* [TEKS SUMBER]
-.-.-

Dari salah satu sumber lain juga disebutkan, Warga Rohingnya adalah komunitas yang mayoritasnya Muslim, dan tinggal di negara bagian Rakhine yang berjumlah sekitar sejuta jiwa dan bukan merupakan kelompok masyarakat terbesar di Rakhine. Sebagian besar warga Rakhine beragama Buddha. Komunitas warga Rakhine merasa didiskriminasi secara budaya, juga tereksploitasi secara ekonomi dan disingkirkan secara politis oleh pemerintah pusat, yang didominasi etnis Burma. Dalam konteks spesial ini, Rohingya dianggap warga Rakhine sebagai saingan tambahan dan ancaman bagi identitas mereka sendiri. Inilah peyebab utama ketegangan di negara bagian itu, dan telah mengakibatkan sejumlah konflik senjata antar kedua kelompok.

-.-.-

* [CUPLIKAN DATA]
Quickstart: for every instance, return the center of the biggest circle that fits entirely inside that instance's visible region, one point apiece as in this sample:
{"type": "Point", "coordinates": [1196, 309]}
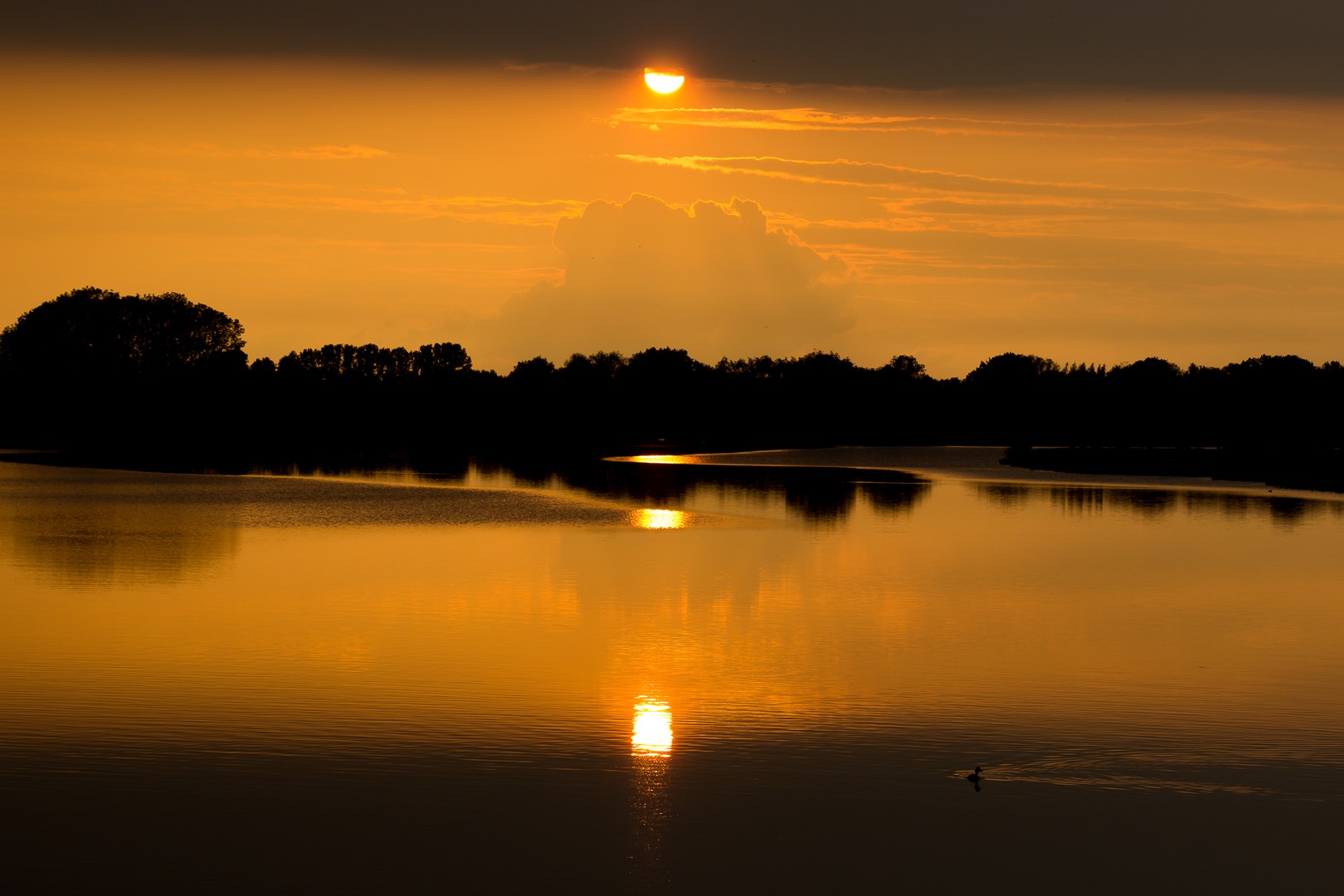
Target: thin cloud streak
{"type": "Point", "coordinates": [953, 187]}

-.-.-

* [HAL YANG DIKERJAKAN]
a) Nilai apakah tiap pernyataan ini sesuai dengan teks tentang Rohingya dan Rakhine. Jawab ya atau tidak beserta kutipan persis dari teks yang menentukannya: (i) Sebagian besar warga Rakhine beragama Buddha; (ii) Rohingya adalah kelompok masyarakat terbesar di Rakhine; (iii) Pemerintah pusat didominasi etnis Burma.
b) Teruskan teks tentang Rohingya dan Rakhine mulai setelah kalimat terakhirnya.
Baris-baris data tidak dipakai sama sekali di sini.

* [JAWABAN PER TUGAS]
a)
(i) Ya: "Sebagian besar warga Rakhine beragama Buddha."
(ii) Tidak: "bukan merupakan kelompok masyarakat terbesar di Rakhine"
(iii) Ya: "pemerintah pusat, yang didominasi etnis Burma"

b)
Selain itu, kelompok Rakhine merasa dikhianati secara politis, karena warga Rohingnya tidak memberikan suara bagi partai politik mereka. Ini menyebabkan tambah runcingya ketegangan. Sementara itu, pemerintah tidak mendorong rekonsiliasi, melainkan mendukung fundamentalis Buddha dengan tujuan menjaga kepentingannya di kawasan yang kaya sumber alam tersebut. Faktor-faktor ini adalah penyebab utama di balik konflik antar kelompok etnis dan antar agama. Ini juga jadi penyebab memburuknya kondisi hidup warga Rohingya, serta pelanggaran hak-hak sosial-politis mereka.
Pendeknya, solusi domestik bagi masalah Rohingnya hanya bisa tercapai jika kelompok elit Myanmar yang memerintah, serta para pengambil keputusan, mengubah pola pikir mereka. Tapi perebutan sumber daya alam, keuntungan dari proyek-proyek pembangunan dan bangkitnya kelompok fundamentalis Buddha kemungkinan akan mencegah itu terjadi.
Mengapa warga Buddha Myanmar menentang Rohingya? Apa ini hanya masalah agama, atau ada masalah lainnya?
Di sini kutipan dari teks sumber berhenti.